### [Supplied passage]
** Begin **

Note: All IMDS queries use a dedicated HTTP client with a 2-second timeout. Non-cloud nodes return immediately without blocking. DMI filesystem paths are checked with TELEMETRYFLOW_HOST_ROOT prefix for containerized deployments.


Agent Metadata

Field Type Description
agent_version string TFO-Agent version (1.1.2)
agent_start_time uint64 Agent start timestamp (Unix)
agent_uptime uint64 Agent uptime (seconds)
collection_time int64 Collection timestamp
collection_duration int64 Collection duration (ns)

Collection Architecture

sequenceDiagram
    participant HB as Heartbeat
    participant HC as HostCollector
    participant OS as OS/Kernel
    participant Cache as Info Cache

    loop Every Heartbeat Interval
        HB->>HC: GetSystemInfo()
        HC->>Cache: Check cache (TTL: 5s)

** End **

### [Record excerpts]

** Begin **

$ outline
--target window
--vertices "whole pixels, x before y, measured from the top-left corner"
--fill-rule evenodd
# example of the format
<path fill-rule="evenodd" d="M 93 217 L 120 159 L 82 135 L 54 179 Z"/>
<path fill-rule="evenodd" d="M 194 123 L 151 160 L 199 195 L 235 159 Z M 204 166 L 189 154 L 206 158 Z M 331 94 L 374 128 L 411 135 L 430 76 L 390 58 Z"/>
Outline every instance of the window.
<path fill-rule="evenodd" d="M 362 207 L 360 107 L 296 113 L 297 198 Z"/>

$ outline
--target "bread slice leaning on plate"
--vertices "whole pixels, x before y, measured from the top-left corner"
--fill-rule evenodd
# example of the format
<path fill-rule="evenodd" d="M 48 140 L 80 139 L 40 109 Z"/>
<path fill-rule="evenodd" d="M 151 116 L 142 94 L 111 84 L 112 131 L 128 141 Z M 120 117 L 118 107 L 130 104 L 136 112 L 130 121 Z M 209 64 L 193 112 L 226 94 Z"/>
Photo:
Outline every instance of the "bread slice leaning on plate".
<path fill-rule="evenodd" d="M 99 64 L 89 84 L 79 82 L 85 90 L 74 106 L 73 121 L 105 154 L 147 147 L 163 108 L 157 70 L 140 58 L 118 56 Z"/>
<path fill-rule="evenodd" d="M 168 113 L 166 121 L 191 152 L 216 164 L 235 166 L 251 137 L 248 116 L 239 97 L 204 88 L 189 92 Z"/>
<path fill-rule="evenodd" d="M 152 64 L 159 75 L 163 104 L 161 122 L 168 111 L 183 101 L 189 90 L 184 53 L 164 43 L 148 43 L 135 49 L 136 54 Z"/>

** End **

### [Exercise requirements]
1. List every field name in the Agent Metadata table of the TFO-Agent documentation.
2. According to the TFO-Agent documentation, what timeout does the HTTP client used for IMDS queries have?
The entries have no role in this work.

### [Solutions per task]
1. agent_version, agent_start_time, agent_uptime, collection_time, collection_duration

2. A 2-second timeout.